* Task
Quote every line of the data below word for word, without any alteration.

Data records
◆ ◆ ◆
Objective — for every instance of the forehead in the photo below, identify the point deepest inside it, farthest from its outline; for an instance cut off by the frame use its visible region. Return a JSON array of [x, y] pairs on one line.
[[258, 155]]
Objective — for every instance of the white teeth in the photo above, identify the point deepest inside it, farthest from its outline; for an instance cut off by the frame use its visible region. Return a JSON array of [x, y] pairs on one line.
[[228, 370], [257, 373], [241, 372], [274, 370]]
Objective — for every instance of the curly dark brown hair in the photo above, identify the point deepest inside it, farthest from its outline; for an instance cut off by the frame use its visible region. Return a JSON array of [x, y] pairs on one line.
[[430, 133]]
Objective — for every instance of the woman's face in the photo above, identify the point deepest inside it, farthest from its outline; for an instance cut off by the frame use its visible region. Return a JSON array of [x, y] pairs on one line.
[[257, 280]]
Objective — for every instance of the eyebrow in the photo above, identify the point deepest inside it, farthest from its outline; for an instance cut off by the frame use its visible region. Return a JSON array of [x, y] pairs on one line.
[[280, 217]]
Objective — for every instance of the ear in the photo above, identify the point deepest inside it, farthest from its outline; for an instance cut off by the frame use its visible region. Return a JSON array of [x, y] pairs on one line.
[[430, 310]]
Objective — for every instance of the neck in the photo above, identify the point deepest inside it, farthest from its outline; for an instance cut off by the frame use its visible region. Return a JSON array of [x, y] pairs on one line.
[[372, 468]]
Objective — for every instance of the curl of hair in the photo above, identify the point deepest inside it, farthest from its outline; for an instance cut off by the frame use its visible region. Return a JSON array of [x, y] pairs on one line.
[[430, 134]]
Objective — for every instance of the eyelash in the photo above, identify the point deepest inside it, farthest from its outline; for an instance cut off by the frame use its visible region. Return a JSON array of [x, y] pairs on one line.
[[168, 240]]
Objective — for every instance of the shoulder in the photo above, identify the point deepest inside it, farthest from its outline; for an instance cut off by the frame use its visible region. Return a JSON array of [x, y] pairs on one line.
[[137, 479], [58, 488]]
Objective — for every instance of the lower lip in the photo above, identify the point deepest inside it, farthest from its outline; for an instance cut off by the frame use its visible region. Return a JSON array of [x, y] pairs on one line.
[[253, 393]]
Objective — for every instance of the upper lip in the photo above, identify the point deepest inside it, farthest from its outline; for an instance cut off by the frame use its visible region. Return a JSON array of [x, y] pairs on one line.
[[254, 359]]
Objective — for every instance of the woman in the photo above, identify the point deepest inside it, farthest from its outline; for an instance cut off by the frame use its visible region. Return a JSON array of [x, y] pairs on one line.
◆ ◆ ◆
* Result of this task
Objective — for every instance of the forehead in the photo below, identify the point deepest inside it, farthest from its outline; for an instance cut off by the frame use its visible region. Return a JSON array of [x, y] pairs on one line.
[[258, 155]]
Objective — for every instance of the white teeth in the photo above, identify the point deepest inside it, farthest from its outline; for an instance cut off by the frame use its visible region. Return a JSON array of [x, y] pairs on one line.
[[228, 370], [257, 373], [241, 372], [274, 370]]
Objective — for every instance of the curly dark brown hair in the photo above, identify the point deepest inside it, farthest from its outline; for an instance cut off by the frame use its visible region. Return a JSON array of [x, y] pairs on one line.
[[430, 133]]
Objective — for every instance of the woman's face in the photo above, identify the point deepest inside it, farthest from its outline; for an instance cut off by the frame use its visible region. Return a JSON array of [x, y] pairs on one line.
[[257, 280]]
Objective — for every instance of the eyebrow in the photo above, identify the point deepest inside it, farthest from its outline; for an instance cut off by the frame use its visible region. Return a JSON array of [x, y] pairs on one line.
[[280, 217]]
Objective — for every instance of the ear in the photo above, identify the point deepest inside it, farthest from its outline; for an instance cut off by the frame use its visible region. Return a JSON array of [x, y] pairs on one line.
[[430, 310]]
Objective — for every instance of the neck in the photo above, identify the point deepest inside it, farthest from its outline; for an instance cut off by the frame use its visible region. Return a JSON array of [x, y] pairs on one line.
[[372, 468]]
Objective — for every instance of the curl of hair in the photo above, identify the point deepest inside it, farthest from its outline; for an instance cut off by the frame use its visible region. Return a JSON array of [x, y] pairs on one line.
[[430, 134]]
Objective — for every instance of the eyelash in the photo above, identify the point deepest inside it, farthest from its outline; for an instance cut off by the frame use its visible region. Return a JSON array of [x, y] pairs on one line.
[[168, 240]]
Objective — for every instance of the shoulder in the photo above, identify the point deepest inside it, farthest from its outline; for an instance cut off by the frame use its visible region. Return a JSON array of [x, y] pairs on one line.
[[137, 479], [58, 488]]
Objective — for every instance of the lower lip in the photo above, identify the point deepest inside it, farthest from its outline; for an instance cut off by the frame use its visible region. Return a JSON array of [x, y] pairs on one line.
[[253, 393]]
Objective — for every instance of the upper lip in the photo above, identify the point deepest inside it, farthest from its outline; for an instance cut off by the frame use its visible region. Return a JSON array of [x, y] pairs on one line.
[[254, 359]]
Objective — for every instance of the woman in the photo above, identify the point deepest inside it, farthest from its outline; for an instance cut off by the frame use its visible region. Return a JSON array of [x, y] pairs on one line.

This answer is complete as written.